# What you will do
Taking the listing below, restate word for word each line from the line with "Target: white facial marking" to the line with "like x=418, y=400.", ends included, and stop there.

(Exercise inputs begins)

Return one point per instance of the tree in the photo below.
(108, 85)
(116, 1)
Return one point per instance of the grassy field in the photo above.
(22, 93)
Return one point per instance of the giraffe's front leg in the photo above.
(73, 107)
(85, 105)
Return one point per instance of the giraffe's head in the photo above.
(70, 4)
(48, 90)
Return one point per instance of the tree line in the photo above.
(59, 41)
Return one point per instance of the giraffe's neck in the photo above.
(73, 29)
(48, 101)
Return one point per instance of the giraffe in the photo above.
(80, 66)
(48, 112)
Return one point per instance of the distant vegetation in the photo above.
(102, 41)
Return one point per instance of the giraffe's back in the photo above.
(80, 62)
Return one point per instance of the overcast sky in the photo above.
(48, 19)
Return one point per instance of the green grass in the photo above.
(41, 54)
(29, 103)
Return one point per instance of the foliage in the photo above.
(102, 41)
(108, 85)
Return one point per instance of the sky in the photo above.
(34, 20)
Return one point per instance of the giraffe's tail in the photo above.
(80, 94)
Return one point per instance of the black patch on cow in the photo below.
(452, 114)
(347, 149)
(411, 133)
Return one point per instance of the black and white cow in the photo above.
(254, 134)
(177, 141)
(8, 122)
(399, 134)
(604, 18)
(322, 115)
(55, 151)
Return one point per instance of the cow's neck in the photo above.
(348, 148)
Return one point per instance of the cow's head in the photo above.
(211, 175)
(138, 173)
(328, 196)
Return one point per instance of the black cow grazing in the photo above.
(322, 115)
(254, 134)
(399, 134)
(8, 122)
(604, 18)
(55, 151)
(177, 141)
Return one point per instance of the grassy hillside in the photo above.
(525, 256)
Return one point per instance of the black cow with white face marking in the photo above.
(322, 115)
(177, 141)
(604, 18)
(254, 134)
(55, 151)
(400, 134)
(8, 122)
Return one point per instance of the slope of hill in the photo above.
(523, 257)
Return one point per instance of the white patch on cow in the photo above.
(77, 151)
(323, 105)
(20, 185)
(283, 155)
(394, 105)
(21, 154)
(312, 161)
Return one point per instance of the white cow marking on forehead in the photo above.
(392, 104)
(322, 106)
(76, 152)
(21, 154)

(Exercise inputs ends)
(Exercise inputs begins)

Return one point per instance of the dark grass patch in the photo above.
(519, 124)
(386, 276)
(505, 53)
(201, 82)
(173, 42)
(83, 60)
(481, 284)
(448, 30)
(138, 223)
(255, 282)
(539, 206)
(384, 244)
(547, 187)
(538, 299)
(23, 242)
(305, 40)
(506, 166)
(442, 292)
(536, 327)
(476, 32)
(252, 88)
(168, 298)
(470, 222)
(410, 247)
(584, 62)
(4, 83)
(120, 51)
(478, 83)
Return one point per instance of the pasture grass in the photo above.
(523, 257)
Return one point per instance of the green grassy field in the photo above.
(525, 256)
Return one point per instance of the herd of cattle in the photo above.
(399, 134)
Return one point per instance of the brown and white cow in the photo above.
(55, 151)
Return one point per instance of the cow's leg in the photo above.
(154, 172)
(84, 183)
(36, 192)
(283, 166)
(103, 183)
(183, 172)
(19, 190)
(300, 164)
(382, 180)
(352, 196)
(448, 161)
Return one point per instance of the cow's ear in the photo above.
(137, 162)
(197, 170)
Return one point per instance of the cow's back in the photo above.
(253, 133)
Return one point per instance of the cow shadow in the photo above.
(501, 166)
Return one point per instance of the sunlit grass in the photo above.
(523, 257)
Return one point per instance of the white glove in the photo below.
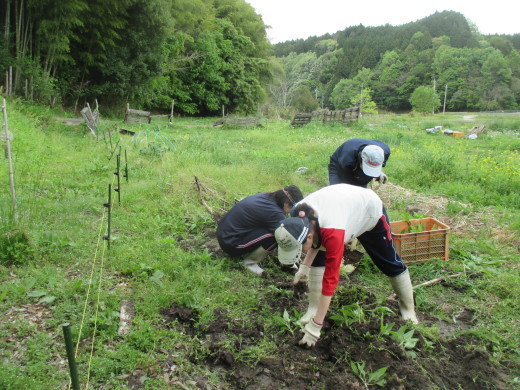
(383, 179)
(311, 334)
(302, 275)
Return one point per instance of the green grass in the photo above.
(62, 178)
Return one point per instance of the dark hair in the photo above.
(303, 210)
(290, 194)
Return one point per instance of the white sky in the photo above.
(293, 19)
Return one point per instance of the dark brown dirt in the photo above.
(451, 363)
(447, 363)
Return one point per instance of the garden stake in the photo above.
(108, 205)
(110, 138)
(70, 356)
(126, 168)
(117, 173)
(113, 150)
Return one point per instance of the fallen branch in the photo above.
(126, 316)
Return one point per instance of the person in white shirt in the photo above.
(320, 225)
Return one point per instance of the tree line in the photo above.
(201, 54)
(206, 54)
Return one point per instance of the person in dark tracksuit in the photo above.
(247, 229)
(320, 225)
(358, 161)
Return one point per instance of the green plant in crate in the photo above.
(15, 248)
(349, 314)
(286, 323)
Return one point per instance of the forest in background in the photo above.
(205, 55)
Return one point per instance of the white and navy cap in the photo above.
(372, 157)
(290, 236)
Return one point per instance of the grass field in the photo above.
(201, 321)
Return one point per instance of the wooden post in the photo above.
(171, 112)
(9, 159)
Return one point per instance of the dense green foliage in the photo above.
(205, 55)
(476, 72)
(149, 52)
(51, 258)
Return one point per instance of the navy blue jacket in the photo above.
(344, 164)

(Exercise inputs ends)
(Exercise inputs begins)

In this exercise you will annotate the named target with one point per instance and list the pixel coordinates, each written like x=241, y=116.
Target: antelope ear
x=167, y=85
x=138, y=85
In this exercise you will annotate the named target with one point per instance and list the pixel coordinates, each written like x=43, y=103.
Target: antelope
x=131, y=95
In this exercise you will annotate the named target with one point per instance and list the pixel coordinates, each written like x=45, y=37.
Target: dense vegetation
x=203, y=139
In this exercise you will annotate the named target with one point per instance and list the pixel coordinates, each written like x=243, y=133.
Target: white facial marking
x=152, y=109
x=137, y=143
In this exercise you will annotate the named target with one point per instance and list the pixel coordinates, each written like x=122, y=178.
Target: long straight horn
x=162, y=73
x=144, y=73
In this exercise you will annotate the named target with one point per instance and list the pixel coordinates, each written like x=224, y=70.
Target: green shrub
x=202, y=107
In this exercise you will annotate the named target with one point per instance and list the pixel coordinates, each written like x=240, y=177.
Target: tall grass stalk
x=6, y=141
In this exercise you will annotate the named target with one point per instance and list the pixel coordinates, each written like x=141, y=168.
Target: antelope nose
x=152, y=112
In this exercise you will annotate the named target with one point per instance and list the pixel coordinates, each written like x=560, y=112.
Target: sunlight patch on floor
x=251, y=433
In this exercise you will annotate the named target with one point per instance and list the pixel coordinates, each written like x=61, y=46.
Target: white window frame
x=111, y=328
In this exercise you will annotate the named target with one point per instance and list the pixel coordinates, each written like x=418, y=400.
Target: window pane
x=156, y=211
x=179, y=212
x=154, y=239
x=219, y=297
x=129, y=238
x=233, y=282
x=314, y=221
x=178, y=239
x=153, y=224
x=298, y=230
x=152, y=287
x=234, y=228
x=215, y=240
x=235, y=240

(Exercise inputs ends)

# Answer for this exercise
Target: white facial marking
x=152, y=109
x=137, y=143
In this exercise you will annotate the named target with one point per instance and list the pixel coordinates, each written like x=122, y=178.
Target: long straight horn
x=162, y=73
x=144, y=73
In this exercise you will annotate the named target with one point per instance and list the pixel coordinates, each written like x=224, y=70.
Target: green shrub
x=202, y=107
In this exercise you will annotate the named target with one point per instance and list the pixel coordinates, each written like x=240, y=177.
Target: tall grass stalk
x=6, y=141
In this exercise you will annotate the named target with one point per instance and list the pixel coordinates, each written like x=141, y=168.
Target: antelope nose
x=152, y=112
In this exercise you will annotate the named target with one point per instance and list the pixel coordinates, each written like x=560, y=112.
Target: sunlight patch on floor
x=251, y=433
In this exercise you will annotate the named target with one point per instance and list the pixel coordinates, each written like x=61, y=46.
Target: white window frame
x=111, y=328
In this exercise you will annotate the named target with one point per instance and list the pixel coordinates, each written like x=418, y=400.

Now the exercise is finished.